Exercise = Copy the lines verbatim, beginning with the line that contains "You are given a photograph. Could you point to the blue" and continuing through the end of the data, and only those lines.

Extracted records =
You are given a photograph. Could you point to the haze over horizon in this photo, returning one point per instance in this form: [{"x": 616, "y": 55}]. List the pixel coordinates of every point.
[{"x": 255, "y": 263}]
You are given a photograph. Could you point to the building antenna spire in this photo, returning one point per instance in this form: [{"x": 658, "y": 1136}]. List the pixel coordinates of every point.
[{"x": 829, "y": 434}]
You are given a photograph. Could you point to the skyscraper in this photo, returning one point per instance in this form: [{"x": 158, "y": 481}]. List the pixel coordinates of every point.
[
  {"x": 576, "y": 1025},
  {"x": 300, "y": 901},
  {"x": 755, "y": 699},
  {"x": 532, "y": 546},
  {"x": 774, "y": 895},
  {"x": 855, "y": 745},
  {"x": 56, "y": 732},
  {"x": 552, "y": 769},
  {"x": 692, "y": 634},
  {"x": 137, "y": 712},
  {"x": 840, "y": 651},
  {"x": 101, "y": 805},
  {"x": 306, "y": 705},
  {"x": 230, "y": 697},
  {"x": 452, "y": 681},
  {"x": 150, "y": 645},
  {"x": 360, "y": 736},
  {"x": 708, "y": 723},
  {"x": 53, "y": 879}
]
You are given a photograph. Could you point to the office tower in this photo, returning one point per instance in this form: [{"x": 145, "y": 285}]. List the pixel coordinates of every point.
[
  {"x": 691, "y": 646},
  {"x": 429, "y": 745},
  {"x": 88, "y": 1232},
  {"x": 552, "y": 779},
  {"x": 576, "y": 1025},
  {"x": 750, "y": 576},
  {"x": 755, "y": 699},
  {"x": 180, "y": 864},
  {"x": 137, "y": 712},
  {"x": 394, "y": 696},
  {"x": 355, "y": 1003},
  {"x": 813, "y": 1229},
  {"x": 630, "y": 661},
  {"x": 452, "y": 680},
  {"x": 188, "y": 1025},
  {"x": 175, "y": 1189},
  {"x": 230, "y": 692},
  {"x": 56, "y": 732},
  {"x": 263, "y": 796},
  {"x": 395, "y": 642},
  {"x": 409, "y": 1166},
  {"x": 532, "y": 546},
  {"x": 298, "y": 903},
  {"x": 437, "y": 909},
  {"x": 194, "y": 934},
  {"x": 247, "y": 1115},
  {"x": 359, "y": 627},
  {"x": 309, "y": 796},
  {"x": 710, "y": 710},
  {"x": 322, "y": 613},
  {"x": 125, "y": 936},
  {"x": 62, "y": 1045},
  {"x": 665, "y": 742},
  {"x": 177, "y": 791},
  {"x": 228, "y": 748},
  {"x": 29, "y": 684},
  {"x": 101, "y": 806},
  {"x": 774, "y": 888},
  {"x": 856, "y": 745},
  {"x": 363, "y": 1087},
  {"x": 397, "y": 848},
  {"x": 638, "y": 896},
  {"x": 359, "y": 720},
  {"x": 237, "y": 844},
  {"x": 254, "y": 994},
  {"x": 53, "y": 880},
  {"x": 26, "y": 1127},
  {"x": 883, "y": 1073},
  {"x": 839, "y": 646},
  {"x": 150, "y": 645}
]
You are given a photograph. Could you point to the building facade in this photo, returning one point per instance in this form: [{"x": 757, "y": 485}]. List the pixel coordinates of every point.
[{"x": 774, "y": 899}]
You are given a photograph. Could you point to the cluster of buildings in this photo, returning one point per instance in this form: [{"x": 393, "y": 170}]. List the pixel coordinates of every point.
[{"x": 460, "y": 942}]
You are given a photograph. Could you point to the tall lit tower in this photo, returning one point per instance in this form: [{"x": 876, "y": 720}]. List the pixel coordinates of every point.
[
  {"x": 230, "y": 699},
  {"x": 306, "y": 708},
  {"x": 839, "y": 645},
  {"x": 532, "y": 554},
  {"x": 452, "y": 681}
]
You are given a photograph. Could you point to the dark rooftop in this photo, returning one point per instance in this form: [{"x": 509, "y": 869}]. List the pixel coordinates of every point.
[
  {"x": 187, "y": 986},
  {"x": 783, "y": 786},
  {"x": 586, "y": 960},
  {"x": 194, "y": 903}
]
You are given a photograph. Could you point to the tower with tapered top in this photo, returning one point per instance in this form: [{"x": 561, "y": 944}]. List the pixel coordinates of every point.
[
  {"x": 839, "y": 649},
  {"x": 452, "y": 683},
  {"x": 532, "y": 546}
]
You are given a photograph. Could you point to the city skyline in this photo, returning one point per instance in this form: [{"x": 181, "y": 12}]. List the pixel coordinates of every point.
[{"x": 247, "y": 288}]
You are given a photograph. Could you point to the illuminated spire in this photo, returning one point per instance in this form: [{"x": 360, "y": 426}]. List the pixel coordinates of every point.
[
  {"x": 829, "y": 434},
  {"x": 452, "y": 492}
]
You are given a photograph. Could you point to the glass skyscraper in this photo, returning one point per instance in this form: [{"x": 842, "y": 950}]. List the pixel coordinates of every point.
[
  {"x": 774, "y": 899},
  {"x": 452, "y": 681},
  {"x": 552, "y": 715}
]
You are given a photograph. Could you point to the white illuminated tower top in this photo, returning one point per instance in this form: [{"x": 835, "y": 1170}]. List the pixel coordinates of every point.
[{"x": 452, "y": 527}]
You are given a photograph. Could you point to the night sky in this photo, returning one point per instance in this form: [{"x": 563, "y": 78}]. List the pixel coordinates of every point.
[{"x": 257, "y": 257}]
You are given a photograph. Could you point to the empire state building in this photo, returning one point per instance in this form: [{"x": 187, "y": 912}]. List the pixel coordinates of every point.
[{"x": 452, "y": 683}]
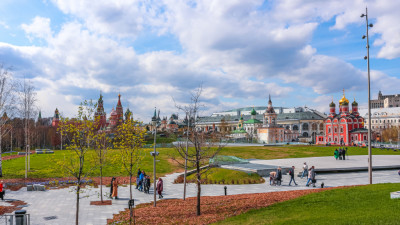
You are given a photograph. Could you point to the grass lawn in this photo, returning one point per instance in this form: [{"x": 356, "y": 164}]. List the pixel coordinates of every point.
[
  {"x": 293, "y": 151},
  {"x": 45, "y": 165},
  {"x": 370, "y": 204},
  {"x": 225, "y": 176}
]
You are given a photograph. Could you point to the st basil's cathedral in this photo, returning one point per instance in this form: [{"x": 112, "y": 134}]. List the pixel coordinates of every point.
[
  {"x": 116, "y": 116},
  {"x": 344, "y": 128}
]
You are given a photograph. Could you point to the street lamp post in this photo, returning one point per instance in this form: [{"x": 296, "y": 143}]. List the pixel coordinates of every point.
[
  {"x": 154, "y": 154},
  {"x": 369, "y": 97}
]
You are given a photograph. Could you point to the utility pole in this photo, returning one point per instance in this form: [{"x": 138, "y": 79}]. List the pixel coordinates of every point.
[{"x": 369, "y": 98}]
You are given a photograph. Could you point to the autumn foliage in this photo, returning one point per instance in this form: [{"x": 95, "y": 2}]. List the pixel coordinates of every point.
[{"x": 177, "y": 211}]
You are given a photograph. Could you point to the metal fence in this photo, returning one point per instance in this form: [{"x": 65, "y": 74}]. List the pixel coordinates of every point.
[{"x": 11, "y": 219}]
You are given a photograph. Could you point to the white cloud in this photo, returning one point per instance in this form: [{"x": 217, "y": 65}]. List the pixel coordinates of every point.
[{"x": 39, "y": 28}]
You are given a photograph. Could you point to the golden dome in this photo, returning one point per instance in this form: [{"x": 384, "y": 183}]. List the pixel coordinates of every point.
[{"x": 344, "y": 99}]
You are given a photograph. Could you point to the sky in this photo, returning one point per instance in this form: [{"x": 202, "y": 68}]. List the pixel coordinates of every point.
[{"x": 156, "y": 52}]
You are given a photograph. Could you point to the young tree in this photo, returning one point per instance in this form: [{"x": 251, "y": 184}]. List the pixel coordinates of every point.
[
  {"x": 80, "y": 133},
  {"x": 129, "y": 141},
  {"x": 28, "y": 112},
  {"x": 102, "y": 145},
  {"x": 7, "y": 100},
  {"x": 204, "y": 147}
]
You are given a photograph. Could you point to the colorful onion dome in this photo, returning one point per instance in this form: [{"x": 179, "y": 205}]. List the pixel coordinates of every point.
[
  {"x": 354, "y": 103},
  {"x": 253, "y": 112},
  {"x": 344, "y": 100}
]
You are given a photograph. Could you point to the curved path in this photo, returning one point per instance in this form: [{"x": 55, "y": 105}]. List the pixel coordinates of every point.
[{"x": 61, "y": 203}]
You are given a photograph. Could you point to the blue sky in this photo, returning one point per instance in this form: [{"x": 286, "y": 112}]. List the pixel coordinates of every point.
[{"x": 300, "y": 52}]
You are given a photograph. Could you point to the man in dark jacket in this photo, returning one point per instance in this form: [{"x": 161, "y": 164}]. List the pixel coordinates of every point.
[
  {"x": 291, "y": 173},
  {"x": 279, "y": 176}
]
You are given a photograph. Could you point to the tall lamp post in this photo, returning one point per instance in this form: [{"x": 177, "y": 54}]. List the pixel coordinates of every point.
[
  {"x": 154, "y": 154},
  {"x": 369, "y": 97}
]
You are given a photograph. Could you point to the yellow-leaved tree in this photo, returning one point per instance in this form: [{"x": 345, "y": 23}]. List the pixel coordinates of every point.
[
  {"x": 129, "y": 140},
  {"x": 79, "y": 134}
]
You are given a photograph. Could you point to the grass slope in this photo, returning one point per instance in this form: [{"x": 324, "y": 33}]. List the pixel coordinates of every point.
[
  {"x": 225, "y": 176},
  {"x": 369, "y": 204},
  {"x": 45, "y": 165},
  {"x": 292, "y": 151}
]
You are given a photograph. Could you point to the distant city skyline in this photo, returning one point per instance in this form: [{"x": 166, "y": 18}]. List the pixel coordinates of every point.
[{"x": 303, "y": 53}]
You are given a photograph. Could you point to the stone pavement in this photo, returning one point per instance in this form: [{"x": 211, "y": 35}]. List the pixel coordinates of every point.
[{"x": 61, "y": 203}]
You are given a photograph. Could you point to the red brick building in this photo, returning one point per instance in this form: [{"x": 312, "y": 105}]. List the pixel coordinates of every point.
[{"x": 344, "y": 128}]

Task result =
You are given a photograph. Could you point to the blue sky in this photo, returning one point per instance in this form: [{"x": 286, "y": 112}]. List the pixel coordinates of every point.
[{"x": 300, "y": 52}]
You are given a photograph. Could you point to the man in dark jacket in this photo, returning one point per instance in this form: [{"x": 161, "y": 164}]. List the pixel coordinates of every point.
[
  {"x": 291, "y": 173},
  {"x": 279, "y": 176}
]
You are given a photograph. Could you point to the tall lamp post in this photo, returning one point per instance in this form: [{"x": 177, "y": 54}]. List the pixel coordinates of every point.
[
  {"x": 154, "y": 154},
  {"x": 369, "y": 97}
]
You are given a photograph. Could you point to the yellow-leaved tree in this photo, returning one point per instance in this form: [{"x": 345, "y": 23}]. List the pixel coordinates of every point.
[
  {"x": 129, "y": 140},
  {"x": 79, "y": 134}
]
You are given a photograph. Could you point to the grass slope in this photo, returning one point per instance in this form: [{"x": 324, "y": 33}]. List the pixel coordinates of every point.
[
  {"x": 225, "y": 176},
  {"x": 369, "y": 204},
  {"x": 45, "y": 165},
  {"x": 292, "y": 151}
]
You are given a photograph. Could you point to the distant city skyline in this photo, returning one point per instance in this form: [{"x": 166, "y": 18}]. List the pixel coordinates of every point.
[{"x": 303, "y": 53}]
You are given a photograph. Could you point to the stone pavement in this photo, returning one point per instance in this form: [{"x": 211, "y": 35}]. List the pixel coordinates of every point.
[{"x": 61, "y": 203}]
You are given a photograph. Could you point to the red brick building in this photo, returning one point per instance in this form: [{"x": 312, "y": 105}]. List the pixel coordinates of every point.
[{"x": 344, "y": 128}]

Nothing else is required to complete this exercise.